= TASKS TO PERFORM =
**a)** Condense the paragraph in the ozone text that begins "The anomaly (right column of Fig. 6)" into a short bulleted list that keeps its main facts.
**b)** Extract from the ozone text the passage from "The anomaly (right" up to and including "et al., 2013).", keeping every word as it appears.

BEGIN SOURCE

The box-averaging analyses of AQS ozone observations at selected
sites from 1990 to 2015. (a) Essex, Maryland (suburban Baltimore; AQS ID 240053001); (b) Pasadena, California (downtown Los Angeles; AQS ID 060372005); (c) Denver, Colorado (downtown Denver; AQS ID 080310014); (d) Staten Island, New York (suburban New York City; AQS ID 360850067). Left
column shows the monthly mean, and right column shows the anomaly values. White
patches stand for missing data or not sufficient data for the box-averaging
analysis.
The anomaly (right column of Fig. 6) shows large variabilities in ozone
concentrations because the ozone production is significantly impacted by
regional climate (e.g., temperature, precipitation) with interannual and
decadal variations. A large ozone reduction occurred after 2003 when the EPA
NOx State Implementation Plan (SIP) call was implemented (He et al., 2013).
The anomalies at Los Angeles (Fig. 6b) and NYC (Fig. 6d) show decreases in
the peak ozone in the afternoon in summer and increases in other times and
seasons. For Baltimore and Denver, the peak ozone was not monotonically
reduced but rather increased in some years after 2002. Given the continuous
reduction of anthropogenic emissions in the past decades, the increased
ozone pollution in these areas could be caused by other factors that need
further investigation in the future.
Trend in ozone observations at selected EPA AQS sites during
1990–2015 (in parts per billion by volume per year) at (a) 08:00 LT, (b) 12:00 LT, (c) 16:00 LT and (d) 20:00 LT. We only show the sites with a statistically significant
linear trend in the plots.

END SOURCE
BEGIN GIVEN INFORMATION

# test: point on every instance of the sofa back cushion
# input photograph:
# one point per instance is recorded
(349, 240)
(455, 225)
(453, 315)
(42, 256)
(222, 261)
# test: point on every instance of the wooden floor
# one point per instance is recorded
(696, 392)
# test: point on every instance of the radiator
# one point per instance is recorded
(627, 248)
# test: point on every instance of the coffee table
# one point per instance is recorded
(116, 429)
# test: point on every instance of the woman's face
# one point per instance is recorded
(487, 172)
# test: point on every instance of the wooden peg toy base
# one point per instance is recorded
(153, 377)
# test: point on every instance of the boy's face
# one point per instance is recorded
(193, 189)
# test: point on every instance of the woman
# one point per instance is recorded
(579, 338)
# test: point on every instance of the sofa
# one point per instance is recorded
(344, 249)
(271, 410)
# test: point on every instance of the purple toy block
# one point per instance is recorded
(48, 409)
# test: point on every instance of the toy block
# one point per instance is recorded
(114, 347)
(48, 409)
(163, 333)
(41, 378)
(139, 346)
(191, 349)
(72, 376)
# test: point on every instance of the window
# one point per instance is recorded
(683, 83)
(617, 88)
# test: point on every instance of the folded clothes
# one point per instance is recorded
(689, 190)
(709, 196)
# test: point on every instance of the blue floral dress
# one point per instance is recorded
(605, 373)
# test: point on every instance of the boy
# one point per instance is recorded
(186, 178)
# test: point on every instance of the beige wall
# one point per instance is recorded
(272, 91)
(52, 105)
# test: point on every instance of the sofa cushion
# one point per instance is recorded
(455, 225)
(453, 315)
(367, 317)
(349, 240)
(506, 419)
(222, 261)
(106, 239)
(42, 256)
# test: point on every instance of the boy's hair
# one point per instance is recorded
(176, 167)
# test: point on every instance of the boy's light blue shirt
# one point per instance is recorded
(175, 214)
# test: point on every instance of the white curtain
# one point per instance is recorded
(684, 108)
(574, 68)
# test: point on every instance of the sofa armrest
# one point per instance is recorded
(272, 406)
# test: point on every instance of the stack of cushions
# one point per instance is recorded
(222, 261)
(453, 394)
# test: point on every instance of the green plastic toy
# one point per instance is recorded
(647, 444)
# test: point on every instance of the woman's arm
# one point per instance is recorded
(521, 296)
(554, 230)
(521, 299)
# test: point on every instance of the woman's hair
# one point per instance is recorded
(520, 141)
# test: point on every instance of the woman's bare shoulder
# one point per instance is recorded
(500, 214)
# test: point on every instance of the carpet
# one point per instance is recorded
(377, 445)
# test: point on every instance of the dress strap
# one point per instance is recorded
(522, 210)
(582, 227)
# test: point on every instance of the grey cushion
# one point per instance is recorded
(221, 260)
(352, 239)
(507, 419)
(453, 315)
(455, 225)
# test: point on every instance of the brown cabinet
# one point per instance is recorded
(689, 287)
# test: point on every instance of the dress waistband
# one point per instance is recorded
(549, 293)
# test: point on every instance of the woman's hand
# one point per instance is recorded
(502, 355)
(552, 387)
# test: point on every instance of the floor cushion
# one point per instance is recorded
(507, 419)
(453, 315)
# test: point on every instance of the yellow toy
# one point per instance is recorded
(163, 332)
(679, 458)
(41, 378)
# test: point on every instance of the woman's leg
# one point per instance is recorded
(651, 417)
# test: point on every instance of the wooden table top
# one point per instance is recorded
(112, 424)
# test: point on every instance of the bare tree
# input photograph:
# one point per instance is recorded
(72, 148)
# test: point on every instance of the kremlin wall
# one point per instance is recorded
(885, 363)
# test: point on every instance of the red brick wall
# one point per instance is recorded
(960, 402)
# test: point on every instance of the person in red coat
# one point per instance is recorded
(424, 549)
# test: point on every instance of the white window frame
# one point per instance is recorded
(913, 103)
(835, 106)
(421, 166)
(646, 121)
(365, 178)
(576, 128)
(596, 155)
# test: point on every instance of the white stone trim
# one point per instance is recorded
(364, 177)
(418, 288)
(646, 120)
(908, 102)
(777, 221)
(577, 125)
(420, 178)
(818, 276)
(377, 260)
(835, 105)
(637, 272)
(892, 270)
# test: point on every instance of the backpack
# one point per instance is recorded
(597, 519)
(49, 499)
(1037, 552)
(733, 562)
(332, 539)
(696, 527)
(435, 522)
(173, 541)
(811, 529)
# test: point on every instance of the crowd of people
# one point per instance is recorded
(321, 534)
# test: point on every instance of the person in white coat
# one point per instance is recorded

END GIVEN INFORMATION

= WRITTEN RESPONSES =
**a)**
- The anomaly shows large variability in ozone concentrations because regional climate, such as temperature and precipitation, varies from year to year and from decade to decade and strongly affects ozone production.
- Ozone dropped sharply after 2003, when the EPA NOx State Implementation Plan (SIP) call took effect.
- At Los Angeles and NYC, summer afternoon peak ozone decreased, while ozone at other times and in other seasons increased.
- At Baltimore and Denver, peak ozone did not decline steadily and rose in some years after 2002.
- Anthropogenic emissions have fallen continuously, so other factors may be driving the higher ozone in these areas, and these need further study.

**b)**
The anomaly (right column of Fig. 6) shows large variabilities in ozone
concentrations because the ozone production is significantly impacted by
regional climate (e.g., temperature, precipitation) with interannual and
decadal variations. A large ozone reduction occurred after 2003 when the EPA
NOx State Implementation Plan (SIP) call was implemented (He et al., 2013).